Stories that caught our eye: July 4 to 11
A selection of stories that caught our eye over the last seven days in Argentina.
YELLOW TURNS PURPLE
Independence Day last Wednesday also saw formal announcement of PRO centre-right party’s assent to joining a front with La Libertad Avanza for the Buenos Aires provincial elections of September 7 after the four most intransigent of Buenos Aires Province’s 13 PRO mayors finally withdrew their opposition to the pact, despite the libertarians laying claim to the lion’s share of candidacies. The agreement was inked at the Hotel Libertador (Javier Milei’s bunker during his 2023 presidential campaign) at 1.30pm last Wednesday. On the other side Peronist unification came later that same day in the form of the agreement of its three main sectors and other allied forces to run together as the Fuerza Patria.
MILEI STAYS HOME
President Javier Milei on Wednesday suspended a trip to Tucumán to mark the 209th anniversary of Argentine independence declared there, pleading fog. But it was widely suspected that tension with provincial governors resulting in only four of the 23 confirming their presence was the real reason. Vice-President Victoria Villarruel did travel north, however, without any problems.

● ● ●

**DIRECTIVE 1**
In the rows, starting at the line that contains "For each instance of the breaking" and ending at the last row, change "photo" to "image" and keep everything else unchanged. Give back only those lines, and leave out the pictures.

[Point labeling dataset excerpts]
● ● ●

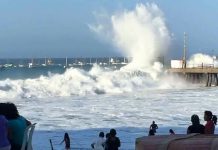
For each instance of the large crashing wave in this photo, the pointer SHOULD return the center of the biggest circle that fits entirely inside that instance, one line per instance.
(140, 33)
(79, 82)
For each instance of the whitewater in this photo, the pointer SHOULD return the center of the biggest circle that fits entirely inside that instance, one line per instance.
(85, 102)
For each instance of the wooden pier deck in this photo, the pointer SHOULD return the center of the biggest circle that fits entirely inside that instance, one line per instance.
(208, 75)
(193, 70)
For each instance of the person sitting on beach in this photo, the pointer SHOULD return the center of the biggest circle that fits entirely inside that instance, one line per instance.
(67, 141)
(196, 127)
(153, 126)
(113, 142)
(16, 124)
(4, 142)
(171, 132)
(211, 122)
(99, 144)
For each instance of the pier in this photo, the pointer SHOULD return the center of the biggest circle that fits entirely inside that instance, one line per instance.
(207, 75)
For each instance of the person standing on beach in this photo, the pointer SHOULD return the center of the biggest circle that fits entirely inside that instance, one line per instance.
(153, 127)
(16, 124)
(67, 141)
(211, 122)
(99, 144)
(171, 132)
(196, 127)
(113, 142)
(4, 142)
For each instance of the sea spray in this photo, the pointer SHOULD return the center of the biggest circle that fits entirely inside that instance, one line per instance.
(140, 33)
(197, 60)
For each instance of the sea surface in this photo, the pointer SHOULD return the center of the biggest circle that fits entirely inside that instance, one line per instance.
(86, 100)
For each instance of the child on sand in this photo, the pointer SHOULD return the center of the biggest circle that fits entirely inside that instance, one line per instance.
(67, 141)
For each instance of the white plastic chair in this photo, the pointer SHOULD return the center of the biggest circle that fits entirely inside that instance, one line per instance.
(27, 139)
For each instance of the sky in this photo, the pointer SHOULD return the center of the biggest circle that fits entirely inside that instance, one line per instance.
(60, 28)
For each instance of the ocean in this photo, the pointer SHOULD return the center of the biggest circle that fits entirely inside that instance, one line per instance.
(88, 98)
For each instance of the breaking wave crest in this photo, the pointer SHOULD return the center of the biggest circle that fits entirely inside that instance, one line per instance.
(80, 82)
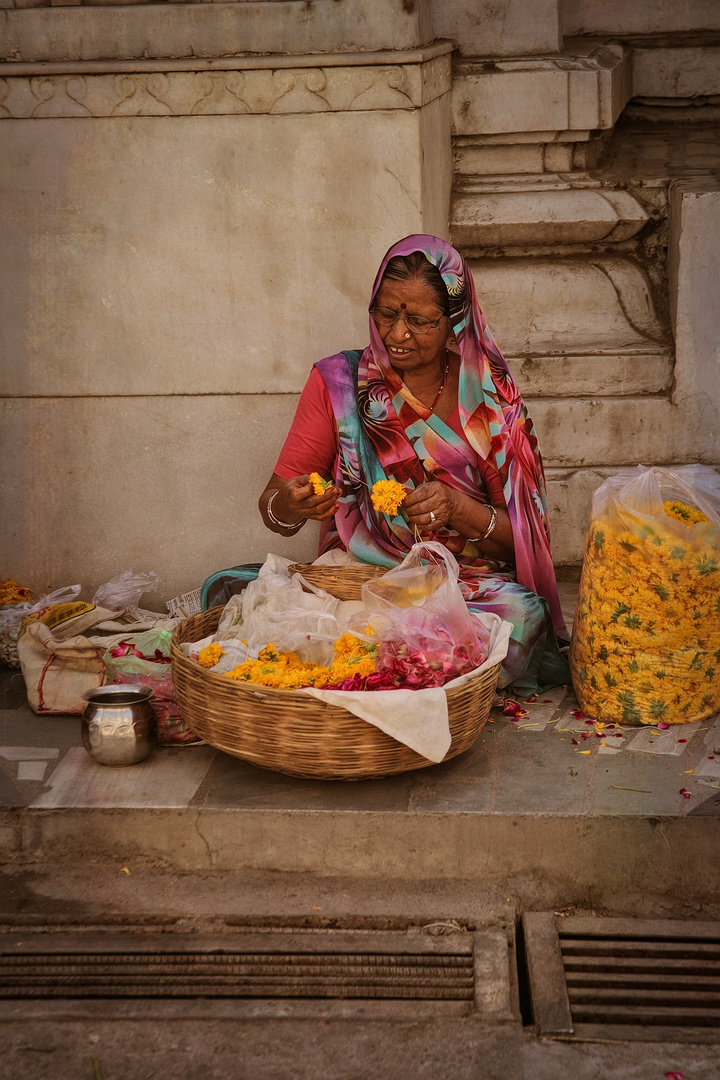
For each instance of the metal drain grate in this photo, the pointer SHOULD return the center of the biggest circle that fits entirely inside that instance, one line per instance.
(660, 977)
(395, 966)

● ● ●

**DIRECTIVE 2**
Reproduce word for word the passage of the Argentina news roundup starting at "MILEI STAYS HOME" and ending at "without any problems.".

**RIGHT ANSWER 1**
For each instance of the breaking wave crest in this image, the pointer SHOULD return the center of the biggest circle that fits entirely inside that instance, one line per instance.
(80, 82)
For each instance of the metal drain grate in this image, the pointer SHOULD return the center of the biggest circle that fits entirely inside that instance, one line per instance.
(660, 977)
(395, 966)

**RIGHT ANSWER 2**
MILEI STAYS HOME
President Javier Milei on Wednesday suspended a trip to Tucumán to mark the 209th anniversary of Argentine independence declared there, pleading fog. But it was widely suspected that tension with provincial governors resulting in only four of the 23 confirming their presence was the real reason. Vice-President Victoria Villarruel did travel north, however, without any problems.